* **Written request 1**:
List every line of the records that contains the word "evergreen". Case counts.

* **Document excerpt**:
[<prev] [next>] [<thread-prev] [day] [month] [year] [list]
Message-ID: <525a2352-dc57-45ca-adb2-f7039c37145e@arm.com>
Date: Mon, 17 Mar 2025 08:35:34 +0000
From: Christian Loehle <christian.loehle@....com>
To: Aboorva Devarajan <aboorvad@...ux.ibm.com>,
"Rafael J . Wysocki" <rafael@...nel.org>,
Daniel Lezcano <daniel.lezcano@...aro.org>
Cc: Gautam Menghani <gautam@...ux.ibm.com>, linux-pm@...r.kernel.org,
linux-kernel@...r.kernel.org
Subject: Re: [PATCH v2 1/1] cpuidle: menu: Prefer polling state for short idle
durations
On 3/17/25 06:03, Aboorva Devarajan wrote:
> Avoid selecting deep idle state when the predicted idle duration is
> shorter than its target residency, as this leads to unnecessary state
> transitions without energy savings.

* **Written request 2**:
Answer these questions about the cpuidle patch reply:
(a) On what date was the message sent?
(b) According to the subject line, which state does the patch prefer for short idle durations?
(c) According to the quoted text, what does picking a deep idle state lead to when the predicted idle duration is shorter than its target residency?

* **Records**:
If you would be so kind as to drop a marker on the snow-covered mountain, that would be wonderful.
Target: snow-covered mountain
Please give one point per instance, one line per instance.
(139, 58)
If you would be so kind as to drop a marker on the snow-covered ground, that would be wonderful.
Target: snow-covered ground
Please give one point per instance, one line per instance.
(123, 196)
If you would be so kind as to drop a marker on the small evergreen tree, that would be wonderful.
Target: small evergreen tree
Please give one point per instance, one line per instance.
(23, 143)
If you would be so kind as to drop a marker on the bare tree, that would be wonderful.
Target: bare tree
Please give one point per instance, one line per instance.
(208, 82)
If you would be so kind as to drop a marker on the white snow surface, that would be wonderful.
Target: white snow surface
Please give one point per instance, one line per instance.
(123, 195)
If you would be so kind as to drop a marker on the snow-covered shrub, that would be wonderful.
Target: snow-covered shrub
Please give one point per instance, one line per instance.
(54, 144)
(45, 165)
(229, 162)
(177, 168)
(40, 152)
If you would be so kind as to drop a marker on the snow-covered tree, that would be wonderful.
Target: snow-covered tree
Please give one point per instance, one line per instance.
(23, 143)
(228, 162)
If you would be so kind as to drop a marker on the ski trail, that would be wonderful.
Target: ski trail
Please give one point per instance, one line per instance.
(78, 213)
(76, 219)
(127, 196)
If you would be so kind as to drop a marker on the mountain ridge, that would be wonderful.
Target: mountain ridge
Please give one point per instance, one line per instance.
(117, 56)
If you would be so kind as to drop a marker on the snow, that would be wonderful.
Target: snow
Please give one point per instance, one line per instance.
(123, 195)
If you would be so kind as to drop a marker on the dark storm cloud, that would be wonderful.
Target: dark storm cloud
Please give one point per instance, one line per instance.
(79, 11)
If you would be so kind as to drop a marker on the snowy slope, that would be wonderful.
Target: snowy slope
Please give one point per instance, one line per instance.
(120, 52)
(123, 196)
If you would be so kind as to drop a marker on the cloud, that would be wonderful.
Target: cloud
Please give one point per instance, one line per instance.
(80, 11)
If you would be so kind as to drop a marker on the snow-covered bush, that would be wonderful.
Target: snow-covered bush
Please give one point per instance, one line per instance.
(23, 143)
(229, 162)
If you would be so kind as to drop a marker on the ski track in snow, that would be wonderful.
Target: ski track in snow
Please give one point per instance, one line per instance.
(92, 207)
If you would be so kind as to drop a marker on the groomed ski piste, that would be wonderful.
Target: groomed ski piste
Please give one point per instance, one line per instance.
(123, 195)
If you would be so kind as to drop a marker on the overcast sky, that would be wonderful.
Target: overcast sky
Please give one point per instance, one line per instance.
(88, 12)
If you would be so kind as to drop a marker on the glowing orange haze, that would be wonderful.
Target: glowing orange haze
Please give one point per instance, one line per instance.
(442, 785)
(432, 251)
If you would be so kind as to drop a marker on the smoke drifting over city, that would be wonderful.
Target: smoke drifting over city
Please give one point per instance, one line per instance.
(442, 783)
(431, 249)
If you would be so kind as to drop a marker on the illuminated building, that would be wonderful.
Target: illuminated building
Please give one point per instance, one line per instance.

* **Exercise answer 1**:
If you would be so kind as to drop a marker on the small evergreen tree, that would be wonderful.
Target: small evergreen tree

* **Exercise answer 2**:
(a) Monday, March 17, 2025
(b) The polling state
(c) Unnecessary state transitions without energy savings